If, due to the nature of the issue you have encountered, you are unable to run this command, please add a comment stating that fact and change the bug status to 'Confirmed'.

This change has been made by an automated script, maintained by the Ubuntu Kernel Team.

Changed in linux (Ubuntu):
status: New → Incomplete
tags: added: bionic
Ionut Lenghel (ilenghel) wrote :

I have tested this on kernel 4.15.0-24.26 and linux-cloud-tools 4.15.0-24.26 and the issue persists.

Chris Valean (cvalean) on 2018-07-02
Changed in linux (Ubuntu):
status: Incomplete → Confirmed
Joseph Salisbury (jsalisbury) wrote :

We were discussion if this specific bug was a regression in bug 1766857. Do you recall prior kernel versions that did not have this specific issue? If so, we can perform a bisect to narrow down what commit introduced this.

Changed in linux (Ubuntu):
importance: Undecided → High
Changed in linux (Ubuntu Bionic):
status: New → Triaged
importance: Undecided → High
Changed in linux (Ubuntu):
status: Confirmed → Triaged
tags: added: kernel-hyper-v
Changed in linux (Ubuntu Bionic):
status: Triaged → In Progress
Changed in linux (Ubuntu):
status: Triaged → In Progress
Changed in linux (Ubuntu Bionic):
assignee: nobody → Joseph Salisbury (jsalisbury)
Changed in linux (Ubuntu):
assignee: nobody → Joseph Salisbury (jsalisbury)
Ionut Lenghel (ilenghel) wrote :

We haven't seen it in Xenial, but we managed to reproduce it back to the daily Bionic build from the 2nd of March. We haven't tested Bionic daily builds before the 2nd of March, nor did I try to reproduce it on Zesty or or Artful.

Joseph Salisbury (jsalisbury) wrote :

Would it be possible for you to test some prior kernels to see if we can bisect this issue down? If so, the following kernels would be a good starting point:

Artful: https://launchpad.net/~canonical-kernel-team/+archive/ubuntu/ppa/+build/15007007
Early Bionic: https://launchpad.net/~canonical-kernel-team/+archive/ubuntu/unstable/+build/13870786

Chris Valean (cvalean) wrote :

Missed the reply on this thread, my apologies.

**Information given:**

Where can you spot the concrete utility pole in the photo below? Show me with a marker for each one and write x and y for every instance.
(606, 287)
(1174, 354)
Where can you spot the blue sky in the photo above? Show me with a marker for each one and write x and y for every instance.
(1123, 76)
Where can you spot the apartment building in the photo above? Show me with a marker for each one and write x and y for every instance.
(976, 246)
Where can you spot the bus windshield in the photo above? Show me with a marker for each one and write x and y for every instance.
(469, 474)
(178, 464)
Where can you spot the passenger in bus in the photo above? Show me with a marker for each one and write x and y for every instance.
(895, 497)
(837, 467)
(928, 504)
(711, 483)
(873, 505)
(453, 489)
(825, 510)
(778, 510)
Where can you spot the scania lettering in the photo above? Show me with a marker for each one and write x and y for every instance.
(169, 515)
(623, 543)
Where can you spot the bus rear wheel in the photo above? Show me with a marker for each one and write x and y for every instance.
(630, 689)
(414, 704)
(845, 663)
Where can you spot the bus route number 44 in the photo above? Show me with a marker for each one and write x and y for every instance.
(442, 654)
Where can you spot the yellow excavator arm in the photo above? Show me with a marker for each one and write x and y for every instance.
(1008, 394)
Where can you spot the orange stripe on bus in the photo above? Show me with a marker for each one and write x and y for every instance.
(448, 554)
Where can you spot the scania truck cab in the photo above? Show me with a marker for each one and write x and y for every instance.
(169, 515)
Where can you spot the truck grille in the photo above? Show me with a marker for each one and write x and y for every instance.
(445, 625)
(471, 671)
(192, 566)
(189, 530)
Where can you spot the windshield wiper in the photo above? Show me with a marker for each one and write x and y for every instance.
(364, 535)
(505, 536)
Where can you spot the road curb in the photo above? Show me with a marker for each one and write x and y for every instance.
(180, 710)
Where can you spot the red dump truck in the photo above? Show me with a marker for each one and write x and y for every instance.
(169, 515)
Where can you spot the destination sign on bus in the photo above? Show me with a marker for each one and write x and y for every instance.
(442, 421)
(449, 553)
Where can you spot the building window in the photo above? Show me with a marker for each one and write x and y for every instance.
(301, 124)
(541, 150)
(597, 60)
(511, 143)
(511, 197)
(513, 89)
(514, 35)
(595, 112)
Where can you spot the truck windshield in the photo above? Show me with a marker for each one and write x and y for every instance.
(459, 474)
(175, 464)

**Parts of the exercise:**
1/ In the bug thread, rewrite the paragraph beginning "We haven't seen it in Xenial" more briefly, keeping its main facts.
2/ Shift every coordinate up by 16 in the entries starting at the line containing "Where can you spot the building" and ending at the last entry. Write those lines out again with the requests included.

**Outputs:**
1/ The issue has not appeared in Xenial but was reproduced as far back as the daily Bionic build of March 2. Bionic daily builds before that date were not tested, and no attempt was made to reproduce it on Zesty or Artful.

2/
Where can you spot the building window in the photo above? Show me with a marker for each one and write x and y for every instance.
(317, 140)
(557, 166)
(613, 76)
(527, 159)
(527, 213)
(529, 105)
(530, 51)
(611, 128)
Where can you spot the truck windshield in the photo above? Show me with a marker for each one and write x and y for every instance.
(475, 490)
(191, 480)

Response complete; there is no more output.